» **The task**
Please count the lines in the data below that hold the word "green", and give only the number.
--- START ---
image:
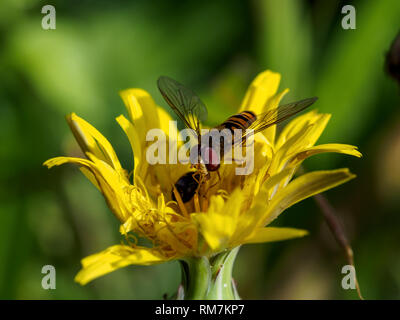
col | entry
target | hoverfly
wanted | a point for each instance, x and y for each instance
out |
(192, 111)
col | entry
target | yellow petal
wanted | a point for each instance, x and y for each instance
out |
(142, 110)
(113, 258)
(137, 146)
(323, 148)
(270, 234)
(314, 121)
(109, 181)
(219, 223)
(303, 187)
(91, 140)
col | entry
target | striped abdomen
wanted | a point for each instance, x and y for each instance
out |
(241, 121)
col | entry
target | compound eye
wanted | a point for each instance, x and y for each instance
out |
(211, 158)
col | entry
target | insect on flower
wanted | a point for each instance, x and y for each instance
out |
(192, 111)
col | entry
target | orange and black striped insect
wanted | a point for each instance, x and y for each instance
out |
(192, 111)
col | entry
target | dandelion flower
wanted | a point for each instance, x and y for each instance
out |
(203, 234)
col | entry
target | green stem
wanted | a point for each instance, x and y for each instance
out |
(204, 281)
(223, 287)
(196, 277)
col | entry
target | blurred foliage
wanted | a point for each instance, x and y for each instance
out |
(216, 47)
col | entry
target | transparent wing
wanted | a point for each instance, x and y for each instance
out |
(185, 103)
(277, 115)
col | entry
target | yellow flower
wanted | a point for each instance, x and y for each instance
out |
(231, 211)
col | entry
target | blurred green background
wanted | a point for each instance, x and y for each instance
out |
(216, 47)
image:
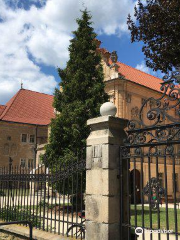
--- END ---
» **Reply**
2